# WORK ORDER 1
Using the text on Boise's homelessness ordinances, answer these questions:
(a) How many citations did the city issue under the two ordinances in the first quarter of 2015?
(b) How many homeless individuals were counted in Ada County in 2016, and how many of them were unsheltered?
(c) What stay limits does the Christian nonprofit set for men and for women and children who do not join its "discipleship" program?
# WORK ORDER 2
Retype the portion of the text on Boise's homelessness ordinances starting with "She described Boise’s" and going on through "him eat dinner.".

# SELECTED EXCERPT
The city has continued to regularly issue citations for violations of both ordinances, issuing more than 175 such citations in the first quarter of 2015, for example, Berzon wrote.
She described Boise’s “significant and increasing homeless population,” noting that in 2016 there were 867 homeless individuals counted — 125 of them unsheltered — in Ada County, which is where Boise is located. She noted the count was likely an underestimate of the number of homeless people in the county and that the three shelters contain 354 beds and 92 overflow mats total for homeless individuals.
Most of those beds are provided by a Christian nonprofit that prohibits stays longer than 17 days for men and 30 days for women and children unless the individuals join a religious “discipleship” program. In addition to that stipulation, one of the plaintiffs alleged that the nonprofit had required him to attend chapel services before letting him eat dinner.
“A city cannot, via the threat of prosecution, coerce an individual to attend religion-based treatment programs consistently with the Establishment Clause of the First Amendment,” Berzon wrote.
“Yet … an individual may be forced to choose between sleeping outside on nights when Sanctuary is full (and risking arrest under the ordinances), or enrolling in … programming that is antithetical to his or her religious beliefs.”

# GIVEN INFORMATION

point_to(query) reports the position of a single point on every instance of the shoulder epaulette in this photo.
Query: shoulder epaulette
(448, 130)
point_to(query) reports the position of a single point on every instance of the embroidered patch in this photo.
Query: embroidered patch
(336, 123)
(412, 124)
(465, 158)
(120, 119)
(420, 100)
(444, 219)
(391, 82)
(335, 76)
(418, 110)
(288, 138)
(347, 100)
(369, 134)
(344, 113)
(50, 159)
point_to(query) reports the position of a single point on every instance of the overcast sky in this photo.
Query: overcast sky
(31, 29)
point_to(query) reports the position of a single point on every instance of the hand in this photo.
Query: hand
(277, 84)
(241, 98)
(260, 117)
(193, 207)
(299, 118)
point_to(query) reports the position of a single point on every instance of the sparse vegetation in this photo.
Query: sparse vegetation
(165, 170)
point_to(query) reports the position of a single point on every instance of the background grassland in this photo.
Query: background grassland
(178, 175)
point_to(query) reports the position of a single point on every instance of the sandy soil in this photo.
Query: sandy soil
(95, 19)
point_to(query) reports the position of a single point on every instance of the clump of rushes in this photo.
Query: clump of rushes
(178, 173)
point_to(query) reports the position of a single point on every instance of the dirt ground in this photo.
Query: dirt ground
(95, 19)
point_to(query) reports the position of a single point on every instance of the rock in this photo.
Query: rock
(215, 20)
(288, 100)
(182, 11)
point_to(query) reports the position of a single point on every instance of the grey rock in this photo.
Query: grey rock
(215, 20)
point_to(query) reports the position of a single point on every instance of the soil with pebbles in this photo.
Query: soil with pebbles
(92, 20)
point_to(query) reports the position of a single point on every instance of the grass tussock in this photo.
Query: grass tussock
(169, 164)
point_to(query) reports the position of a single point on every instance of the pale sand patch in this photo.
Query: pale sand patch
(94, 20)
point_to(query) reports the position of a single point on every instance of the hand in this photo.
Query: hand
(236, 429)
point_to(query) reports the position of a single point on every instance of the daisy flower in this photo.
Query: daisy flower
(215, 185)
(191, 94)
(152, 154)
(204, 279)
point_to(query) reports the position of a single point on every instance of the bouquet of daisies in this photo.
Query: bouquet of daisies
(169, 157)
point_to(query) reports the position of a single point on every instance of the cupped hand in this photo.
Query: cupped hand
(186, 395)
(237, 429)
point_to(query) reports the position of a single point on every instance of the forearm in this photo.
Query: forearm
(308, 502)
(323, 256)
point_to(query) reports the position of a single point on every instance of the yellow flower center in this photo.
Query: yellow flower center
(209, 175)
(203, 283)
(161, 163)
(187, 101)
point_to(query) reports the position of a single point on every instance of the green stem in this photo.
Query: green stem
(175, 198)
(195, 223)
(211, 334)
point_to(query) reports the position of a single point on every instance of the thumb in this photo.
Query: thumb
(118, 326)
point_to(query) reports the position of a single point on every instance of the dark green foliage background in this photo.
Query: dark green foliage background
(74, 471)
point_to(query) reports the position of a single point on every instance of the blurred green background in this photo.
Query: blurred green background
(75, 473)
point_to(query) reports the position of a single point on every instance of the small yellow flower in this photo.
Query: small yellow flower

# FINAL ANSWER 1
(a) More than 175.
(b) 867 homeless individuals were counted, 125 of them unsheltered.
(c) 17 days for men and 30 days for women and children.

# FINAL ANSWER 2
She described Boise’s “significant and increasing homeless population,” noting that in 2016 there were 867 homeless individuals counted — 125 of them unsheltered — in Ada County, which is where Boise is located. She noted the count was likely an underestimate of the number of homeless people in the county and that the three shelters contain 354 beds and 92 overflow mats total for homeless individuals.
Most of those beds are provided by a Christian nonprofit that prohibits stays longer than 17 days for men and 30 days for women and children unless the individuals join a religious “discipleship” program. In addition to that stipulation, one of the plaintiffs alleged that the nonprofit had required him to attend chapel services before letting him eat dinner.